→ Excerpt:
I’ve written quite a bit about my husband, mom and my sister being my best friends. And it’s true. I’ve never really had a “lifelong bestie” that so many people talk about. I was in my twenties when I thought I had finally found my BFF. Boy, was I wrong about that. But, in order to tell you that painful betrayal, I need to explain why making and keeping friends wasn’t easy for me as a kid. Buckle up, this is a long one. It will probably be a 3 or 4 parter.
Growing up the child of a career Marine meant moving. A lot. And moving meant new friends. I never had any problems making friends. I was excessively chatty as a kid, so I’d just barge right in full steam ahead. I know now that my talkativeness was really just anxiety. I had to fill in the silence. I couldn’t just be. So, my problem wasn’t making friends, it was keeping them. Moving away from childhood friends nowadays doesn’t mean that you can’t stay in touch. Thanks to the email, cell phones and social media, you can keep up with every person you’ve ever met and their friends too. But, it wasn’t that easy in the olden days. Well, I’m not THAT old. Just a little middle aged.
Anyway, the point is, I was not good at staying in touch. I’d have a best friend, or a group of best friends and we would swear that we would call and write each other. Then, I’d get to the new school, make new friends, have new activities and before I knew it, it’d been a month since I had talked to my old best friends. Remember, long distant phone calls used to cost money and as much as I love to write, my good intentions of writing letters just never actually happened. So I went through childhood making, and then saying goodbye, to my best friends. I’m not complaining. I loved being a military brat. My parents made sure that we got to see and do things that the majority of kids never did. But, I’ll admit to a twinge of jealousy when my husband talks about friends that he’s had since preschool. That’s such a foreign idea to me.

→ Exercise set:
• a. Copy verbatim the passage of the post about childhood friendships that begins at the words "I’ve written quite" and ends after the words "or 4 parter.".
• b. Scale the records from the line containing "target: reflecting pool" through the line containing "52 487 L 43", both included, and write out every one of those lines, requests and all. Multiply each coordinate in the answer paths by 1.75 and round to whole numbers, with halves rounded up.

→ Input material:
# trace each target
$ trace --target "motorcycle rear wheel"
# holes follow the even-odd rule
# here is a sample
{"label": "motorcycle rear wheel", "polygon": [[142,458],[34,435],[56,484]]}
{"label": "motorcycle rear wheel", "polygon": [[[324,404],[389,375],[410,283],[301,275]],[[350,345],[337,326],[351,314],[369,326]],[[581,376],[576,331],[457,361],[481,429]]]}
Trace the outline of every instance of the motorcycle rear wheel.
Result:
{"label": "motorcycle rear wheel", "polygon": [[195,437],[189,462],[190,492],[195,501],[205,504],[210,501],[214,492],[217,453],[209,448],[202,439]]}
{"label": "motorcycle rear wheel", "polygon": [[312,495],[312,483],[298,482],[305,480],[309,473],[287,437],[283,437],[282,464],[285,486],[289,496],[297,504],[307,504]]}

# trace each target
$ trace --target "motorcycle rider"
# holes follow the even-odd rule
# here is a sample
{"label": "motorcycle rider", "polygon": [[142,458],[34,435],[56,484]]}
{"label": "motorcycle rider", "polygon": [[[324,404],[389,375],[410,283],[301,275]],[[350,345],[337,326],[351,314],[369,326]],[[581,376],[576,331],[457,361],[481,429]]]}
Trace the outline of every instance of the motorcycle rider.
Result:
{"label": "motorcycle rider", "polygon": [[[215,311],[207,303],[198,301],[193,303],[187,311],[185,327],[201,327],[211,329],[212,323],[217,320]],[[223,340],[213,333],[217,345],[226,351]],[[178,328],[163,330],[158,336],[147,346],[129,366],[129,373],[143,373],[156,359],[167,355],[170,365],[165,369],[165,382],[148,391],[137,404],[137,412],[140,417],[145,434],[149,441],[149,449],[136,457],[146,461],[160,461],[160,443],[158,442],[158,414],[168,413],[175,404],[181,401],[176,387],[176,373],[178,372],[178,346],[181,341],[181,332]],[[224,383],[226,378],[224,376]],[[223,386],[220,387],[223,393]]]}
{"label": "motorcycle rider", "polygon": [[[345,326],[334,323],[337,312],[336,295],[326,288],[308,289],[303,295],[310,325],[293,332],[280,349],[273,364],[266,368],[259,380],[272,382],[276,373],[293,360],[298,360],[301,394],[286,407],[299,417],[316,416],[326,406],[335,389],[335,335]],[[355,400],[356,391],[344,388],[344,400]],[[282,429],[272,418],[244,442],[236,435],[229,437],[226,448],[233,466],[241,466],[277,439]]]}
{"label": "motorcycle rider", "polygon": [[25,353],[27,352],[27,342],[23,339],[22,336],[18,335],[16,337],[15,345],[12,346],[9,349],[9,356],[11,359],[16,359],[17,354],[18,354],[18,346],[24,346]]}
--
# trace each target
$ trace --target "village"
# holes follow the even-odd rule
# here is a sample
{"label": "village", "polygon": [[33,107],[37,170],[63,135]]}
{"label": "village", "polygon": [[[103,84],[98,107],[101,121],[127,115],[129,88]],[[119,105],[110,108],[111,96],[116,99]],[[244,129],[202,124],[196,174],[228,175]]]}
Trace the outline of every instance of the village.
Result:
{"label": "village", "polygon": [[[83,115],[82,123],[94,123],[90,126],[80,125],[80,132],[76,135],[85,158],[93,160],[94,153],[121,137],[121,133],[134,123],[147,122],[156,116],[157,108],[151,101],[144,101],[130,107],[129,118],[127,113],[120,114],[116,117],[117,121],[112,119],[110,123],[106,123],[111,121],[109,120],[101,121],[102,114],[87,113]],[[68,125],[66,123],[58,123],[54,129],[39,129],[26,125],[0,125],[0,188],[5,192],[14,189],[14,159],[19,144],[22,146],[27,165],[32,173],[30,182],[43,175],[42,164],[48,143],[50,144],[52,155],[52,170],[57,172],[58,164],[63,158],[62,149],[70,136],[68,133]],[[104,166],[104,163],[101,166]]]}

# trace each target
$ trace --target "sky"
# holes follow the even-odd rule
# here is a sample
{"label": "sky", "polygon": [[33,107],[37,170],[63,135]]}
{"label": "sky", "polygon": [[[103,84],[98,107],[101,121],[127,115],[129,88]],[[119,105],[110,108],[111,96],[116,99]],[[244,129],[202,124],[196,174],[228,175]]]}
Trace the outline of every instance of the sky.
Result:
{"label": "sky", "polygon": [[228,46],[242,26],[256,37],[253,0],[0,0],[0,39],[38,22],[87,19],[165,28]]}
...
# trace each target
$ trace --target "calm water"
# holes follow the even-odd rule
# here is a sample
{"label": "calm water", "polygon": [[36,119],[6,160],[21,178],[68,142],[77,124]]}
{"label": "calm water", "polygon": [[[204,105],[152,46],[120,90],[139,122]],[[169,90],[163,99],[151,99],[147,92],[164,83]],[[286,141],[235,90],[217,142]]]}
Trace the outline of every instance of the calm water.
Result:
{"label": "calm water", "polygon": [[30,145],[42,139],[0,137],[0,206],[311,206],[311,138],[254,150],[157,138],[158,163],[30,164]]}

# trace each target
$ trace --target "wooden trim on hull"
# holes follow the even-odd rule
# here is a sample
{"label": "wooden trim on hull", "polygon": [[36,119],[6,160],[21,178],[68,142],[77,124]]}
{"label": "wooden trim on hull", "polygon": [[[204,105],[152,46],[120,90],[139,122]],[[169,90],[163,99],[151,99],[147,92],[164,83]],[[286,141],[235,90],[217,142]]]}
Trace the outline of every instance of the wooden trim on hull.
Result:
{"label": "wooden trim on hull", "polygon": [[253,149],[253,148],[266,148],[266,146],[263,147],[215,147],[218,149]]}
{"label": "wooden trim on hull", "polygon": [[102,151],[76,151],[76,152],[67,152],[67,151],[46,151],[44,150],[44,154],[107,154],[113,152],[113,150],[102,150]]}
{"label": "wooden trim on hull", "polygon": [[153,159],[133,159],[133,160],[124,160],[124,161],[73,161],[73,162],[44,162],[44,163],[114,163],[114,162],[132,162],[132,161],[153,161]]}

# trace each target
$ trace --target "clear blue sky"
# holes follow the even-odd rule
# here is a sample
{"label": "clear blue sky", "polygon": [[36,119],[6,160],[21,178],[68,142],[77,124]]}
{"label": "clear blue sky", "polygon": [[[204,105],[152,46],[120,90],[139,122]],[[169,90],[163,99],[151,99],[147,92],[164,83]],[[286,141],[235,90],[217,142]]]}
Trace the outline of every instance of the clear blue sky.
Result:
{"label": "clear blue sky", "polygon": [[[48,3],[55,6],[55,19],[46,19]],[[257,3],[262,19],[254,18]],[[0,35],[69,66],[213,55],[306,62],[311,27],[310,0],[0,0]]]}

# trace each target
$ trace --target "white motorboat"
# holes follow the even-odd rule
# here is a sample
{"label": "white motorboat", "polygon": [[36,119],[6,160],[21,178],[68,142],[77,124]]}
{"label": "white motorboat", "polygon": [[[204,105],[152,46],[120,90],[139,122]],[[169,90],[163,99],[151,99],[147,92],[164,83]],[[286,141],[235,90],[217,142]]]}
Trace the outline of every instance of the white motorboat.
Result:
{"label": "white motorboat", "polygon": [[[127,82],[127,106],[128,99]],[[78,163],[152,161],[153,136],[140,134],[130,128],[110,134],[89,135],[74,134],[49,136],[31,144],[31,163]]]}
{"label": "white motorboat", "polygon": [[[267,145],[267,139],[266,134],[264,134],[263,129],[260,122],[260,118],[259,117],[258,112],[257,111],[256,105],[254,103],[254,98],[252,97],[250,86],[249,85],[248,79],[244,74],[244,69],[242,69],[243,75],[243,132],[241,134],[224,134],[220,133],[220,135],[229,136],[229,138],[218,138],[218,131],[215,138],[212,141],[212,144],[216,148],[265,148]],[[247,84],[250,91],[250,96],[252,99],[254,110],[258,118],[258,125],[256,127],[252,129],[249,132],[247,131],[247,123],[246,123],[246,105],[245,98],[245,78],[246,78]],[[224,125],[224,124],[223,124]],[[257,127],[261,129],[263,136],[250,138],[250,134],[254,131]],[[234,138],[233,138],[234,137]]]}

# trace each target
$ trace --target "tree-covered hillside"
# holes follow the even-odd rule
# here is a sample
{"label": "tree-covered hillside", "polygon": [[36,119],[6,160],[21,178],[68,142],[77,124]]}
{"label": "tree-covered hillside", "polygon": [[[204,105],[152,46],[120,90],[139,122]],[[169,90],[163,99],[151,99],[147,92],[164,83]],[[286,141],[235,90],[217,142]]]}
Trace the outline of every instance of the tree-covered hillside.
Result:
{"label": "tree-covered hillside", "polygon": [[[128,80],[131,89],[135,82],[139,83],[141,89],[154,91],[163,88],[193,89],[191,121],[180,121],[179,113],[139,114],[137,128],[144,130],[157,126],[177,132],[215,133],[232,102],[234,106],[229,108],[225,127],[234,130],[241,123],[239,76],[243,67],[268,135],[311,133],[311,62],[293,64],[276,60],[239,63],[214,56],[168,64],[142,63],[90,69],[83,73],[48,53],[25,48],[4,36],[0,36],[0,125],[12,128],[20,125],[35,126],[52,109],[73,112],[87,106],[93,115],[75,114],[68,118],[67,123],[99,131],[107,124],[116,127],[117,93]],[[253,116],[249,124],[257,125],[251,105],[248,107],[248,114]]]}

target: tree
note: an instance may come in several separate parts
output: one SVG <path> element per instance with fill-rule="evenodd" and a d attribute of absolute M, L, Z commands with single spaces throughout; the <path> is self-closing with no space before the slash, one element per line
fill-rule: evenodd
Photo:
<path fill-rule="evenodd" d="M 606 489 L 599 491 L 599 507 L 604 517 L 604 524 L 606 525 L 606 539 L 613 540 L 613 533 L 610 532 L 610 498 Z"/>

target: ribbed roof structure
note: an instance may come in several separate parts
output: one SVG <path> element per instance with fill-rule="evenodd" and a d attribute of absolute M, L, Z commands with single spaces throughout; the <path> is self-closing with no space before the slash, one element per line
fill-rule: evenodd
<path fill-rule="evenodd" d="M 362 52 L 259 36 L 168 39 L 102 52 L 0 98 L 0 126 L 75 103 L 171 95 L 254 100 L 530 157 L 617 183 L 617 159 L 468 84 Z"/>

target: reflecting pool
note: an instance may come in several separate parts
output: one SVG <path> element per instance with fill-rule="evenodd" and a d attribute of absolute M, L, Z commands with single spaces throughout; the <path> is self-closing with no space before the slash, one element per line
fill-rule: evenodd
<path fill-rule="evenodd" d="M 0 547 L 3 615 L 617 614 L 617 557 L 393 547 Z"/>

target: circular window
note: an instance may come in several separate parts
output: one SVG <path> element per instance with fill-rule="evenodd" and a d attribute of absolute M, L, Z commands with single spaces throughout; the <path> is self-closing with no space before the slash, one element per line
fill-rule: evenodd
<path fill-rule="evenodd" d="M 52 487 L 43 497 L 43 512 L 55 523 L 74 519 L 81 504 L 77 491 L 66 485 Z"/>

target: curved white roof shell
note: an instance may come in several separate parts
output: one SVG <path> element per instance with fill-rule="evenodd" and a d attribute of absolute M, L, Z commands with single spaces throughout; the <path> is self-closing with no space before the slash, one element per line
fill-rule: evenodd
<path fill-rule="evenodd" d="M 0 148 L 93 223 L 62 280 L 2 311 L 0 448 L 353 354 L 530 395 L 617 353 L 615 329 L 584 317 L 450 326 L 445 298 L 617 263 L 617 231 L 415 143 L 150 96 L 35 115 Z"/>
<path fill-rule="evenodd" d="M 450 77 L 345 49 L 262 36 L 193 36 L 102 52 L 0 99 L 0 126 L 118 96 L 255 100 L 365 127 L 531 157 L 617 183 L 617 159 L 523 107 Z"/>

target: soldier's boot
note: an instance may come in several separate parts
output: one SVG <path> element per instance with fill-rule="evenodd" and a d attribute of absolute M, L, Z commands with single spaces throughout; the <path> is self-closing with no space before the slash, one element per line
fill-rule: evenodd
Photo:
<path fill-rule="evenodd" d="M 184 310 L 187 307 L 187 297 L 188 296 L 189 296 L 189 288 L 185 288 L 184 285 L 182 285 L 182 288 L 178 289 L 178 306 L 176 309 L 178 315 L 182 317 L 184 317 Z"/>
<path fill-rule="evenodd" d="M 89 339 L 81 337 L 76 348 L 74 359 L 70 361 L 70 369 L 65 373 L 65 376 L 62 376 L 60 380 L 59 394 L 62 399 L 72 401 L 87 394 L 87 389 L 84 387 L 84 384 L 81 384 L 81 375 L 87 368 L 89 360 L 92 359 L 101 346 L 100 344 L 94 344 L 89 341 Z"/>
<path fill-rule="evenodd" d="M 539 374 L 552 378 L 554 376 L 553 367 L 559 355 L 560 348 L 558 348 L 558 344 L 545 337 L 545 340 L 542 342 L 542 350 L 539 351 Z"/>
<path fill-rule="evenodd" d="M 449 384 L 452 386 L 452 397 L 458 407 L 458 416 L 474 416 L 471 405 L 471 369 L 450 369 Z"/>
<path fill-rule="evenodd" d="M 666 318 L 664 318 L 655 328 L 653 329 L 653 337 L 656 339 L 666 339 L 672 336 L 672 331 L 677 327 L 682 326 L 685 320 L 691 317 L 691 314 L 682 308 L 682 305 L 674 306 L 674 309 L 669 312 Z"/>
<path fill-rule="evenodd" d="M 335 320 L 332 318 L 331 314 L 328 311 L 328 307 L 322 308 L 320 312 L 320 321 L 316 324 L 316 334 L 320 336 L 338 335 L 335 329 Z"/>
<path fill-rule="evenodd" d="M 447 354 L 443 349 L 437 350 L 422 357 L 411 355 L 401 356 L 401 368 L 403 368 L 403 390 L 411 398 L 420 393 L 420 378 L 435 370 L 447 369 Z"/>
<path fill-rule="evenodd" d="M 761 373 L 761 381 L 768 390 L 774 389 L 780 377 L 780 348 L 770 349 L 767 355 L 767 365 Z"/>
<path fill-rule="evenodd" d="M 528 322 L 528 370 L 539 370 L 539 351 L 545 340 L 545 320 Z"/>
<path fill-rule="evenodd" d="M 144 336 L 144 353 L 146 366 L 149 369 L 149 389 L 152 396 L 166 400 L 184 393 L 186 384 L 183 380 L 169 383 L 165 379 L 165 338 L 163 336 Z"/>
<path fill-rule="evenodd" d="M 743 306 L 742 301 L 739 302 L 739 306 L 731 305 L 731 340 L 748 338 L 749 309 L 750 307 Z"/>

→ Task-by-task results:
• a.
I’ve written quite a bit about my husband, mom and my sister being my best friends. And it’s true. I’ve never really had a “lifelong bestie” that so many people talk about. I was in my twenties when I thought I had finally found my BFF. Boy, was I wrong about that. But, in order to tell you that painful betrayal, I need to explain why making and keeping friends wasn’t easy for me as a kid. Buckle up, this is a long one. It will probably be a 3 or 4 parter.

• b.
target: reflecting pool
note: an instance may come in several separate parts
output: one SVG <path> element per instance with fill-rule="evenodd" and a d attribute of absolute M, L, Z commands with single spaces throughout; the <path> is self-closing with no space before the slash, one element per line
fill-rule: evenodd
<path fill-rule="evenodd" d="M 0 957 L 5 1076 L 1080 1075 L 1080 975 L 688 957 Z"/>

target: circular window
note: an instance may come in several separate parts
output: one SVG <path> element per instance with fill-rule="evenodd" and a d attribute of absolute M, L, Z commands with single spaces throughout; the <path> is self-closing with no space before the slash, one element per line
fill-rule: evenodd
<path fill-rule="evenodd" d="M 91 852 L 75 870 L 75 896 L 96 915 L 130 908 L 142 882 L 135 859 L 116 849 Z"/>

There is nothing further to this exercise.